## THE REQUEST:
Find every line in the material below that contains the word "cloud" and copy each of those lines.

-- START SUPPLIED MATERIAL --

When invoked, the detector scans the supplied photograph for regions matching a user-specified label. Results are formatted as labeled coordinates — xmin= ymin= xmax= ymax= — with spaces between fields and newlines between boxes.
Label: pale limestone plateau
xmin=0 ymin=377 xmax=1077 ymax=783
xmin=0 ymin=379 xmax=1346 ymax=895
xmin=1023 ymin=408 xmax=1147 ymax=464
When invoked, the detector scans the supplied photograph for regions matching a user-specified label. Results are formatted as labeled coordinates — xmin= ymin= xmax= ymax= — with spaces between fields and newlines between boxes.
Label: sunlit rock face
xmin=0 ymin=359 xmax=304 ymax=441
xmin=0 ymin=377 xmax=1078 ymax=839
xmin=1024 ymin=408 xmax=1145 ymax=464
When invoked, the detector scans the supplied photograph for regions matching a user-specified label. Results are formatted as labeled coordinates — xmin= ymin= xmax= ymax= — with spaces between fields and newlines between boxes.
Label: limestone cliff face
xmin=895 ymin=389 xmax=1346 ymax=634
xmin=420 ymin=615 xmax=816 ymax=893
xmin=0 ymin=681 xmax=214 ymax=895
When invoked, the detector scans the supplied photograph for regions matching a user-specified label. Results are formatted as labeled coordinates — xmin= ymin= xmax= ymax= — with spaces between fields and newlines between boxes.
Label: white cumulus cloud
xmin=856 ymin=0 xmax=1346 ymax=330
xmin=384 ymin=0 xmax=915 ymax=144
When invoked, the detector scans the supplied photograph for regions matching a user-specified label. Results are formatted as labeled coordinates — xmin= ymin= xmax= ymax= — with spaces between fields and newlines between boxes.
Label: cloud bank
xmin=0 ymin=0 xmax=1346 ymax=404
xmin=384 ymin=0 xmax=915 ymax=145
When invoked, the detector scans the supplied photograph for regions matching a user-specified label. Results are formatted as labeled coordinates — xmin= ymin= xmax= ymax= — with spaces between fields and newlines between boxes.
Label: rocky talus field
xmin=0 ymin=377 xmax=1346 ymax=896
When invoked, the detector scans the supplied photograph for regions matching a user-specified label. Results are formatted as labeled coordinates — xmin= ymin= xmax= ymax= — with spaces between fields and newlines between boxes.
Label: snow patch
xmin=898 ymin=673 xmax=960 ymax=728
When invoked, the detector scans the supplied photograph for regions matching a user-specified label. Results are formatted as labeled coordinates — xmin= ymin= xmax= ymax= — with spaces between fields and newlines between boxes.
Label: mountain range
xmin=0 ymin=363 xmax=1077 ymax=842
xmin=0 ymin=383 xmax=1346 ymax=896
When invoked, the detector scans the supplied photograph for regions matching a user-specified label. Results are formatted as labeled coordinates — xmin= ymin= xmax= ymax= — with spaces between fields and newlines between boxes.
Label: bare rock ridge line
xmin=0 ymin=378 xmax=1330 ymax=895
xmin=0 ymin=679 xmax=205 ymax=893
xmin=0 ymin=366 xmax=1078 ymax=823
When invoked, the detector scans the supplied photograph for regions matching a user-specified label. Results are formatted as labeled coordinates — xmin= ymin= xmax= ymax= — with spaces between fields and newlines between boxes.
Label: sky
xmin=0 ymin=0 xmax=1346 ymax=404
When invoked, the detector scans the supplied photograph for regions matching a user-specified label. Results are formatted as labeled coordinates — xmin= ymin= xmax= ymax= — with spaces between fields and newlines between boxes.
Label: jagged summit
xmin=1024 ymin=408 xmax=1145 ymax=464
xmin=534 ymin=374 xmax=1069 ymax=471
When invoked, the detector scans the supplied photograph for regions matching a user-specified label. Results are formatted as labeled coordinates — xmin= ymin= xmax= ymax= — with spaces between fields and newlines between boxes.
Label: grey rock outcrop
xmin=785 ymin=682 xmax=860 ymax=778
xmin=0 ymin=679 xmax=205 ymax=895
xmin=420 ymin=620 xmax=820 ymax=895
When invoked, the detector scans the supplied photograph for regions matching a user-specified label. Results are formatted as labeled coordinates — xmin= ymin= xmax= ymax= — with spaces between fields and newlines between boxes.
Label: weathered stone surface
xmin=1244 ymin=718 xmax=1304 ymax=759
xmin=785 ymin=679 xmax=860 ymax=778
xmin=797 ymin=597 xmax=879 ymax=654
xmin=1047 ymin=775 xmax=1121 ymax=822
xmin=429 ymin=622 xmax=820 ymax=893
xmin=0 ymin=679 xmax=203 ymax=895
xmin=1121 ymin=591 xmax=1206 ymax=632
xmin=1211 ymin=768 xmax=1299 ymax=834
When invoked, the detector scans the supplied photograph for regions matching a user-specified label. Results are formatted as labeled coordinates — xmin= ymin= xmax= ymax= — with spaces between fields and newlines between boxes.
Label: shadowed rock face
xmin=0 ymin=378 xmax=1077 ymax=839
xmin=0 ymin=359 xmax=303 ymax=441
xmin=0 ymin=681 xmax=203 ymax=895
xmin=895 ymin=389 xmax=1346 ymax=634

-- END SUPPLIED MATERIAL --

## EXERCISE ANSWER:
Label: white cumulus cloud
Label: cloud bank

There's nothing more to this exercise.